Start of MATERIAL SUPPLIED

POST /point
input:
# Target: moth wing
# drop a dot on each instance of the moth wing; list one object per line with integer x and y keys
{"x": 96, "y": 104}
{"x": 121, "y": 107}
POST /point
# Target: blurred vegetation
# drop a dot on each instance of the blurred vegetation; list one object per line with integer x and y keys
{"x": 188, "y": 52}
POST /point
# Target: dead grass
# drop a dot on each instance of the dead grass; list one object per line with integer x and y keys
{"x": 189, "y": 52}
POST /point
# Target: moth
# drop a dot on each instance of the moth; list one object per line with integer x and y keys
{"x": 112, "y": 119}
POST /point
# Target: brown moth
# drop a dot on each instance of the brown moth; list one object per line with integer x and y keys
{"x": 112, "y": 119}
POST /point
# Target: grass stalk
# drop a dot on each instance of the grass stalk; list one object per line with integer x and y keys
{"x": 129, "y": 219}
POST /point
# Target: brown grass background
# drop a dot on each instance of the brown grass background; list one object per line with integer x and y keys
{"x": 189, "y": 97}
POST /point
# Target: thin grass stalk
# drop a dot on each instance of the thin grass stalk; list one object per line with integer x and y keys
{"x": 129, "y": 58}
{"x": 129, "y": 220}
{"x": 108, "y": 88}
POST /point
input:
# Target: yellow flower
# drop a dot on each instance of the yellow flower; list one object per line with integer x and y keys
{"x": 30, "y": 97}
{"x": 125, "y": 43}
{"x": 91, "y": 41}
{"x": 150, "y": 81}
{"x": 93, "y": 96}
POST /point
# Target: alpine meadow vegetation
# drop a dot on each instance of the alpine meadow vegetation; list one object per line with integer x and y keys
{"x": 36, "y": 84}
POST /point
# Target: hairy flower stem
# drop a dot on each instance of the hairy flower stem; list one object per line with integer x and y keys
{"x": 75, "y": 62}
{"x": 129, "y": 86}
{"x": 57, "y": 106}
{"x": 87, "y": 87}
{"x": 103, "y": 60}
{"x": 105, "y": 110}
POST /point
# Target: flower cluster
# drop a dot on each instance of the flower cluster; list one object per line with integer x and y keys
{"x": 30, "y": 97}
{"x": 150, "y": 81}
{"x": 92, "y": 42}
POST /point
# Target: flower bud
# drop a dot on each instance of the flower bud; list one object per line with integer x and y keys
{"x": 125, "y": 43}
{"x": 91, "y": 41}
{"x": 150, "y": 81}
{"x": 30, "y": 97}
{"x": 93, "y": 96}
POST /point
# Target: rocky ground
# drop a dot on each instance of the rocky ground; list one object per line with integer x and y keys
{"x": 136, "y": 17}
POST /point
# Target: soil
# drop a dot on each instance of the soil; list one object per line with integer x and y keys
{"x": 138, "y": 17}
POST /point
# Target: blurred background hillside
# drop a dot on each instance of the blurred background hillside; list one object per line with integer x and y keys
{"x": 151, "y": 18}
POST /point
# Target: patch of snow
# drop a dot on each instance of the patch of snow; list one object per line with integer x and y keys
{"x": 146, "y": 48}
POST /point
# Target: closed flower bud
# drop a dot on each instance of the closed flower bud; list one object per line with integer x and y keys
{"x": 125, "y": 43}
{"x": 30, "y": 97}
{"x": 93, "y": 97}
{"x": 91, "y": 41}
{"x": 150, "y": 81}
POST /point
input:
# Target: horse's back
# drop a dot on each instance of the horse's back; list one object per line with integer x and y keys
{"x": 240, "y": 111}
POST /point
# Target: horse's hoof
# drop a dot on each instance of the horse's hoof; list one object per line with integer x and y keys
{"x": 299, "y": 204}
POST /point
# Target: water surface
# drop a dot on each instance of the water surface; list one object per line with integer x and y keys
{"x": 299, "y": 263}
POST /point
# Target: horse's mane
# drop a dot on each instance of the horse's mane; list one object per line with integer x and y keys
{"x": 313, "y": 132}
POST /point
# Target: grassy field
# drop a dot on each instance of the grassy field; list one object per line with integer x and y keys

End of MATERIAL SUPPLIED

#### PROBLEM TO WORK ON
Reproduce exactly what appears from the line containing "# Target: flower bud" down to the final line of the data.

#### ANSWER TO THE PROBLEM
# Target: flower bud
# drop a dot on each instance of the flower bud; list one object per line with integer x and y keys
{"x": 125, "y": 43}
{"x": 91, "y": 41}
{"x": 150, "y": 81}
{"x": 30, "y": 97}
{"x": 93, "y": 96}
POST /point
# Target: rocky ground
# drop a dot on each instance of the rocky ground; list one object per line with integer x and y keys
{"x": 136, "y": 17}
POST /point
# Target: soil
# drop a dot on each instance of the soil; list one object per line with integer x and y keys
{"x": 138, "y": 17}
POST /point
# Target: blurred background hillside
# drop a dot on each instance of the blurred background hillside; list one object per line with integer x and y keys
{"x": 151, "y": 18}
POST /point
# Target: patch of snow
# drop a dot on each instance of the patch of snow; list one object per line with integer x and y keys
{"x": 146, "y": 48}
POST /point
# Target: closed flower bud
# drop a dot on each instance of the closed flower bud; list one object per line with integer x and y keys
{"x": 125, "y": 43}
{"x": 30, "y": 97}
{"x": 93, "y": 97}
{"x": 91, "y": 41}
{"x": 150, "y": 81}
POST /point
input:
# Target: horse's back
# drop a dot on each instance of the horse's back; list one object per line with integer x and y keys
{"x": 240, "y": 111}
POST /point
# Target: horse's hoof
# drop a dot on each instance of the horse's hoof; list one object per line with integer x and y keys
{"x": 299, "y": 204}
POST /point
# Target: water surface
# drop a dot on each instance of the water surface; list one object per line with integer x and y keys
{"x": 299, "y": 263}
POST /point
# Target: horse's mane
# drop a dot on each instance of the horse's mane; list one object per line with integer x and y keys
{"x": 313, "y": 132}
POST /point
# Target: grassy field
# drop a dot on each instance of the grassy field; list one object per line with integer x and y keys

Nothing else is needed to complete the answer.